#### PROBLEMS TO SOLVE:
A) In the article on the Bosnia airdrops, why did US officials say the air supply operation should go on even as fighting in the region grew?
B) According to the Bosnia airdrops article, on what date did President Clinton chair his first National Security Council meeting?
C) Pick up the article on the US airdrops in Bosnia after its last sentence and write what comes next.

#### SELECTED TEXT:

# # # #

AS thousands of Muslim civilians flee Serb attacks in eastern Bosnia, the Clinton administration's laboriously crafted approach to the Balkans crisis appears in danger of unraveling.
On March 3 President Clinton chaired his first National Security Council meeting, with the darkening situation in Bosnia a main topic.
Officials said the meeting had been long planned. But it's clear that the Balkans continues to command an inordinate amount of White House attention, even as the president tries to devote as much time as possible to pushing his economic agenda.
The United States airdrop of supplies to besieged Muslim towns, as of this writing, appeared if anything to be pushing the Bosnian Serb aggressors to greater efforts. Reports from the area claimed Serbs were ambushing refugees who attempted to claim food.
US officials denied in strenuous terms, however, the charge that the airdrops were in any way the cause of the upsurge in the region's fighting. The Serb offensive was long planned, and all the more reason for the airdrop operation to continue, they said.
The idea that airdrops "would somehow occasion more fighting, we think is ludicrous," said State Department spokesman Richard Boucher.
The question now is whether the air supply operation indicates the US is in any way more deeply committed to the defense of embattled Muslims.
Muslim leaders have said they hope that it is; Serbs are trying to head off more US involvement by raising threats about what that might entail.
Thus Bosnian Serb leader Radovan Karadzic, in what he termed an open letter to the US public, called the US humanitarian effort "ill-advised" and said it could somehow transform the Balkans conflict into a world war.

# # # #

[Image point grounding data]
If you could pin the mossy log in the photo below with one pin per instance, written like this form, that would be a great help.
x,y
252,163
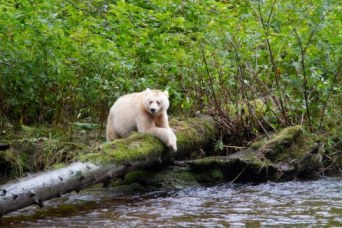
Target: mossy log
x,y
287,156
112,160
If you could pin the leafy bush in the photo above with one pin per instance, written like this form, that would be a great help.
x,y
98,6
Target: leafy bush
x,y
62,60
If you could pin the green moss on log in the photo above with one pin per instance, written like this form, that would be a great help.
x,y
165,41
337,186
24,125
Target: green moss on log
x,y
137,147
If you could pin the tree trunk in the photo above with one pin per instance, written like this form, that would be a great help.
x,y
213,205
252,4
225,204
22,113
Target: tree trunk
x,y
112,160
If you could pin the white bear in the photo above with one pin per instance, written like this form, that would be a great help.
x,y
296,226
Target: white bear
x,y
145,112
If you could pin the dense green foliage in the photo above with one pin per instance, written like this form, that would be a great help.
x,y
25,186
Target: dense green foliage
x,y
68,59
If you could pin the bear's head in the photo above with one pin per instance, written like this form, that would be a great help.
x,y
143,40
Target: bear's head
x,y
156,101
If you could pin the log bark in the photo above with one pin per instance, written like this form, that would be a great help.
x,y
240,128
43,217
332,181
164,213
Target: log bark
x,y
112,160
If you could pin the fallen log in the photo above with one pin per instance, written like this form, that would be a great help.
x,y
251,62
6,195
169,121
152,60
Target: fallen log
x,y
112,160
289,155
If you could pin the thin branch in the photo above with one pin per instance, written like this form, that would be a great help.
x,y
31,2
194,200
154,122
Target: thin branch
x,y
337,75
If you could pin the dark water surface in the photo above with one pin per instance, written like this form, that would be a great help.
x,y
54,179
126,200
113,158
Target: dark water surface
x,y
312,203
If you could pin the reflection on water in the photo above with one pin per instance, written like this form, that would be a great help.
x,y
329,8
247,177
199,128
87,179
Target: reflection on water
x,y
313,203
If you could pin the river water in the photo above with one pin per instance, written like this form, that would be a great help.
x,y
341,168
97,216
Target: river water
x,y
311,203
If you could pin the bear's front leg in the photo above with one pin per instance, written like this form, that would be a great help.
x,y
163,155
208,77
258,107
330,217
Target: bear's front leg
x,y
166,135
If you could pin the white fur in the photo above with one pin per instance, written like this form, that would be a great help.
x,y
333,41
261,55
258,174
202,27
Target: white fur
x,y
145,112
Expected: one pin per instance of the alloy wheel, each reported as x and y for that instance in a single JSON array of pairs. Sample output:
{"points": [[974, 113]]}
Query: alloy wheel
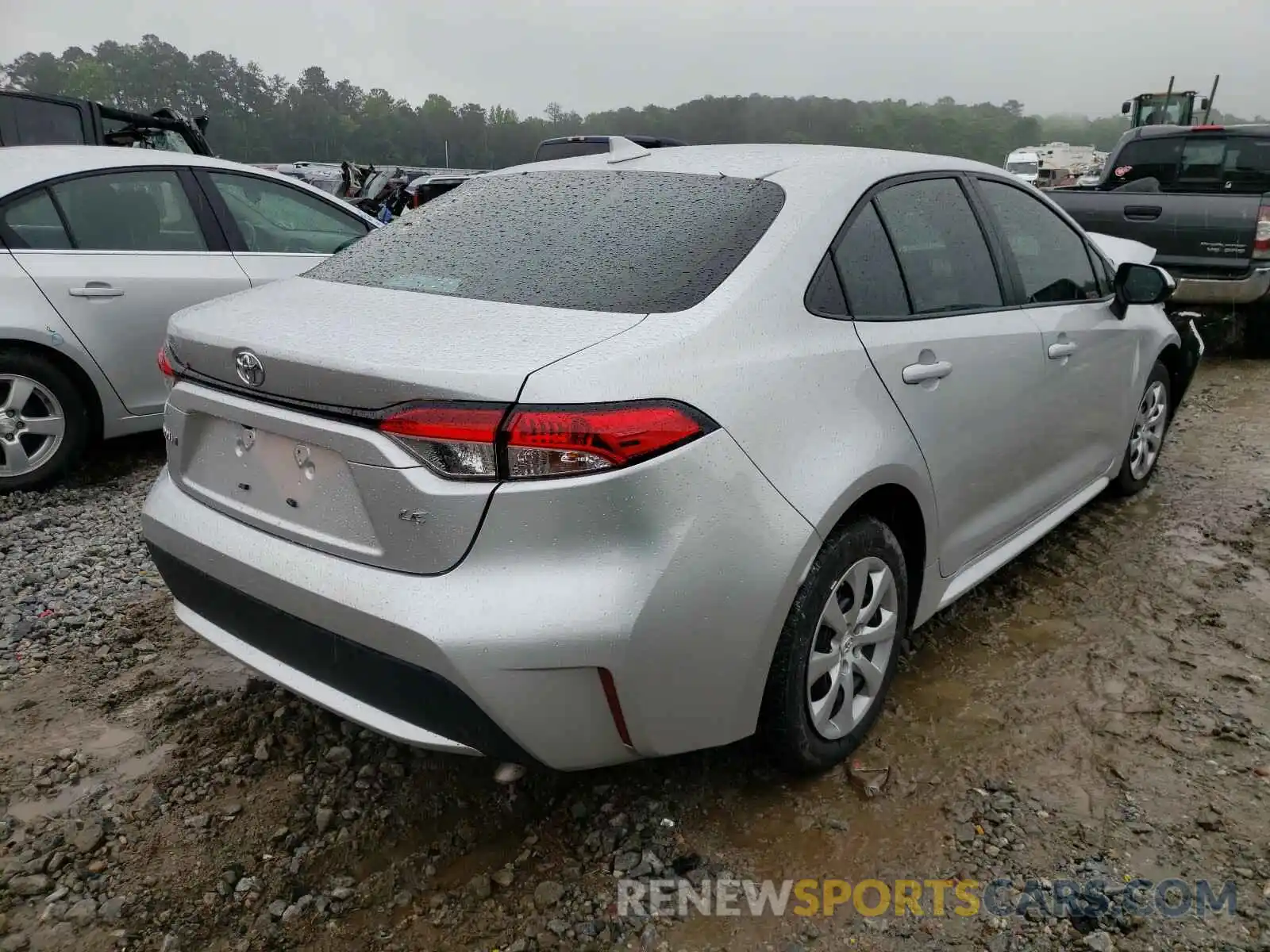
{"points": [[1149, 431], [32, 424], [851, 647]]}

# # # #

#### RESULTS BY TASK:
A) They said the Serb offensive had been planned long before and was not caused by the airdrops. In their view, that made continuing the airdrop operation all the more necessary.

B) March 3.

C)
Mr. Karadzic also made an unsubtle threat of terrorist retaliation in the US. He raised the issue of the World Trade Center bombing, saying it was "testimony to the extraordinary volatility and immediate dangers of direct involvement," according to the New York Times.
Federal investigators are focusing on a call from a purported Serbian group claiming responsibility for the Trade Center bombing. The caller in question knew details of the bomb's location that at the time had not yet been made public.
Against this background, the other pillar of the US Balkans policy, support for a United Nations-based negotiating effort led by mediators Cyrus Vance and Lord David Owen, is also shaky.
REPRESENTATIVES from the three Balkans factions - Serbs, Croats, and Muslims - were as of this writing scheduled to meet again in New York on March 4. But little progress has been made on the central issue of the talks: agreement on a map splitting Bosnia into 10 semiautonomous regions.
Serbs want the map to give them more territory. Bosnians don't like the idea of splitting their country into cantons at all.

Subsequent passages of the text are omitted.